* **Document passage**
>>>>>
5 Ways to Keep your Credit Scores Healthy During Times of Pandemic

Today, most Americans have been out of work for over a month. Yet, the monthly bills are still coming in. Yes, there are temporary laws in place preventing creditors from reporting a borrower late for 90-days. 

However, the question lingering on many of our minds is: how do I protect my credit scores during these uncertain COVID-19 days?

It is common practice for lenders to investigate your credit history and obtain your credit score from one of the bureaus before ruling on your application. They need to determine the level of risk they are incurring by lending you money. It’s about figuring out the odds of them getting their money back. Your credit score is central to that decision. And considering where the economy is going, credit criteria will be tighter. 

Here are the top tips you need to know to make sure your credit score doesn’t let you down the next time you apply for financing.

1- The Longer is, the Better

You look more reliable as a financial risk if you have a credit history. Strange as it may sound, you need a credit history to get credit. So, how do you get a credit history if no one wants to give you credit? It’s a good question, although luckily, there is an answer.

Start creating a credit history as soon as possible as an adult. In the past, people thought the best way to do it was to get a credit card. 

As many of them have learned the hard way, there are pitfalls to that approach. Instead, get an instant credit builder loan from the lender SELF.INC. This is the type of loan you take not to buy something, but rather to get your credit history up and running. The repayments on this microloan are easy to make as many of them are interest-free. 

2- When it comes to Debt: Less is More

The credit utilization factor weighs heavily when it comes to your credit score, with the average being about 30% of the total. It is calculated by examining your used credit as a ratio to your available credit. For an excellent score, the ratio shouldn’t exceed 7%.
<<<<<
Records taken from a dataset
>>>>>
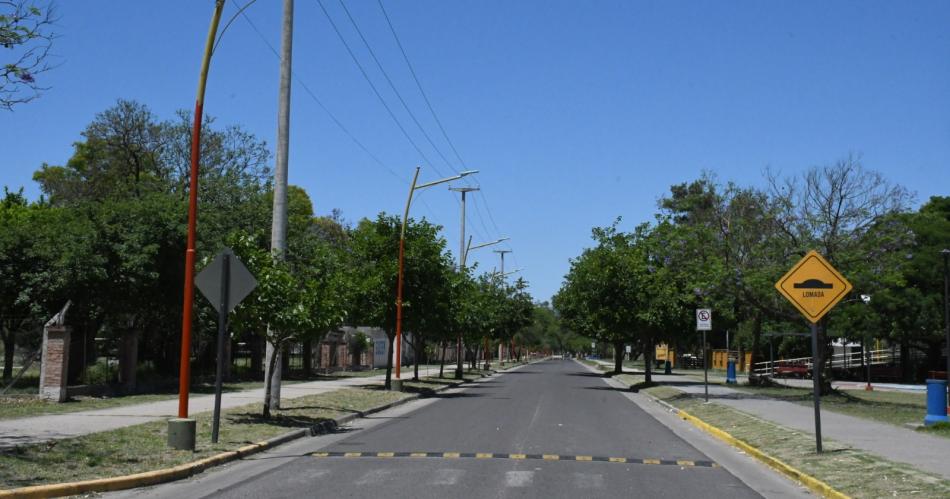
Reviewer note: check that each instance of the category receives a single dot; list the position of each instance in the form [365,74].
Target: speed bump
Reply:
[683,463]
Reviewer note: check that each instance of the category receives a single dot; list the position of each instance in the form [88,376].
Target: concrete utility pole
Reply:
[502,253]
[278,237]
[462,257]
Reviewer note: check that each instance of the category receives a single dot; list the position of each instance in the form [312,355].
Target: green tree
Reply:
[374,252]
[26,36]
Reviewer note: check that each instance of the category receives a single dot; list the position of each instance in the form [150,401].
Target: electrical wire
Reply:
[373,86]
[329,113]
[399,96]
[320,103]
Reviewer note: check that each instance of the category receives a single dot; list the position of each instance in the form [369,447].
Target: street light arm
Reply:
[447,179]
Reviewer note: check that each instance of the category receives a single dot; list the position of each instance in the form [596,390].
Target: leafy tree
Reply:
[602,292]
[26,36]
[374,253]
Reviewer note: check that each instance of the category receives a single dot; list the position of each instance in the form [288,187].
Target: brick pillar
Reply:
[55,363]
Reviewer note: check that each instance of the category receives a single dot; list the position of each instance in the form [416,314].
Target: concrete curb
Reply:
[812,483]
[193,468]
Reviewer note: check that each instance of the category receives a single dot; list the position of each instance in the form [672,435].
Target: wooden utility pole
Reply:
[278,238]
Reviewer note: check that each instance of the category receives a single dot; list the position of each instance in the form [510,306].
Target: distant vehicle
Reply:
[798,370]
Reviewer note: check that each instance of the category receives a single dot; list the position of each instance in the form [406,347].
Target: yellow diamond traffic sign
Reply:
[813,286]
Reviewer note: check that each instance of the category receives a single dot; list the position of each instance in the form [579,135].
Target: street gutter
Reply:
[193,468]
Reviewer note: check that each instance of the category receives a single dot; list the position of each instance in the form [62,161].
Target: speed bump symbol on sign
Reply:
[813,286]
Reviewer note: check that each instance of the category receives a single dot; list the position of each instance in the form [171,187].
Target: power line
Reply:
[320,103]
[435,116]
[399,96]
[329,113]
[415,78]
[373,86]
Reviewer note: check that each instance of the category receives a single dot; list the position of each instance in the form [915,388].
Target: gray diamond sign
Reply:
[240,282]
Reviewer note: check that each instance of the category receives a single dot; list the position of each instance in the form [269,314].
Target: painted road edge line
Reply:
[812,483]
[156,477]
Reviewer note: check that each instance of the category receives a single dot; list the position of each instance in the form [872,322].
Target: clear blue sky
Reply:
[575,112]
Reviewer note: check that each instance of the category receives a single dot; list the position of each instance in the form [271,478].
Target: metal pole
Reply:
[399,278]
[705,368]
[184,374]
[463,255]
[946,308]
[222,333]
[816,383]
[502,253]
[279,217]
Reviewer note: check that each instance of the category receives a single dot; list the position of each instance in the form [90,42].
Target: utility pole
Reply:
[502,253]
[278,238]
[462,256]
[946,307]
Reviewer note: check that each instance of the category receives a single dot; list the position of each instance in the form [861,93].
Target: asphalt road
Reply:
[557,408]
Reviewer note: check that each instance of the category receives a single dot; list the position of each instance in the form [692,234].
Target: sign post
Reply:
[704,323]
[224,282]
[814,287]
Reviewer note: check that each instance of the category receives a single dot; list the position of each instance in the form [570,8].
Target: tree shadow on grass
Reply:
[282,420]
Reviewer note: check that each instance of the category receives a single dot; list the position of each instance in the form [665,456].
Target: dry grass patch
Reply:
[851,471]
[143,447]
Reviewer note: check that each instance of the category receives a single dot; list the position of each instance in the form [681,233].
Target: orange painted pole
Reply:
[399,279]
[184,374]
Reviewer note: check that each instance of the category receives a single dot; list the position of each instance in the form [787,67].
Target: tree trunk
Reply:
[756,339]
[389,360]
[906,366]
[272,364]
[9,343]
[307,350]
[417,348]
[648,362]
[824,359]
[442,362]
[618,357]
[257,356]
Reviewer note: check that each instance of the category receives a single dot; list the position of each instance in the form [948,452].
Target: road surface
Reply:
[551,429]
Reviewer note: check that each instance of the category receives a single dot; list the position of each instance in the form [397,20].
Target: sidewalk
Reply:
[39,429]
[926,452]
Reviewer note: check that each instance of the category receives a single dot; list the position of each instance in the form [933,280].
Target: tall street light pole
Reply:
[946,309]
[462,255]
[502,254]
[469,247]
[184,374]
[397,382]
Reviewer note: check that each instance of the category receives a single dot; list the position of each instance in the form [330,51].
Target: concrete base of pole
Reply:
[181,434]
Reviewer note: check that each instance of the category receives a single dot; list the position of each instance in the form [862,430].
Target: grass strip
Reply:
[143,447]
[30,405]
[895,408]
[851,471]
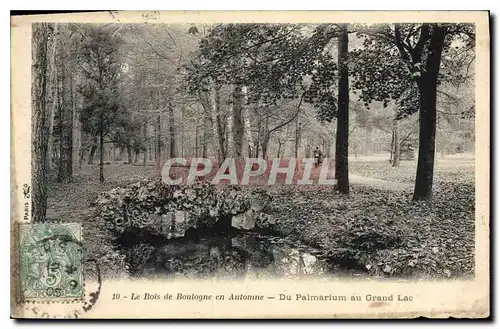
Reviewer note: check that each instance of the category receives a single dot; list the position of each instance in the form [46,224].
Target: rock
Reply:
[245,221]
[169,211]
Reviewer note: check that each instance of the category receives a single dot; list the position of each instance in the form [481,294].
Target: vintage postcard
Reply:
[250,165]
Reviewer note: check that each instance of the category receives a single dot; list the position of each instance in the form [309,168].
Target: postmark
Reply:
[51,261]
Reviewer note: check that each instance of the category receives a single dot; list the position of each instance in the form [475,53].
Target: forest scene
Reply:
[389,106]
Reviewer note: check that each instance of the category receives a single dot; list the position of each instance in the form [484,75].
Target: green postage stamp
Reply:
[51,261]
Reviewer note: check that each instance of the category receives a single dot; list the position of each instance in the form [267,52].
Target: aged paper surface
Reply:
[181,273]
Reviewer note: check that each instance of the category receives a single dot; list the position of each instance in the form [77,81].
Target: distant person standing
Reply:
[318,156]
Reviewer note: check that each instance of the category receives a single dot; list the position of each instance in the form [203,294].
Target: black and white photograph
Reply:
[250,151]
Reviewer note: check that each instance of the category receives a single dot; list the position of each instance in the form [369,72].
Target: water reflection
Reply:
[246,255]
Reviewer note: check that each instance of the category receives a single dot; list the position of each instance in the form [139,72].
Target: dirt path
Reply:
[378,183]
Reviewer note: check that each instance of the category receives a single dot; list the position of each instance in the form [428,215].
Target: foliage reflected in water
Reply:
[242,255]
<<<<<
* **Brief**
Pick up the article on protecting credit scores during the pandemic after its last sentence and write what comes next.

* **Response for this exercise**
3- Pay on Time or Else

You must make your payments on time and in full every month. If you don’t, your credit score immediately suffers since this factor accounts for 35% of your final score.

When you listen to the credit woes of the people around you, more than half of them will tell you about their bad credit that was caused by late or missed payments. If you run into financial trouble, speak to the lender immediately and make arrangements to protect your credit score.

4- Keep it Lowest

Lower balances on accounts and credit cards make you look like a viable candidate for credit. When it comes to using these facilities, try to pay the full balance every month. You’ll avoid interest charges as well as give your credit score a boost.

Know what you owe and keep records of everything. Sometimes there can be an error on your credit score, and you can sort it out if you have proof of payment.

5- Inquiry Free. Stay under the radar

There are times when a credit score check is inevitable, such as when you seek finance for a mortgage or another significant sum of money. But a flurry of checks can set off alarm bells for lenders.

If you’re making multiple applications, the lenders become aware of it. Either you’re debt shopping, or you’re about to go on a spending spree. Regardless, it doesn’t look good and can reduce your credit score.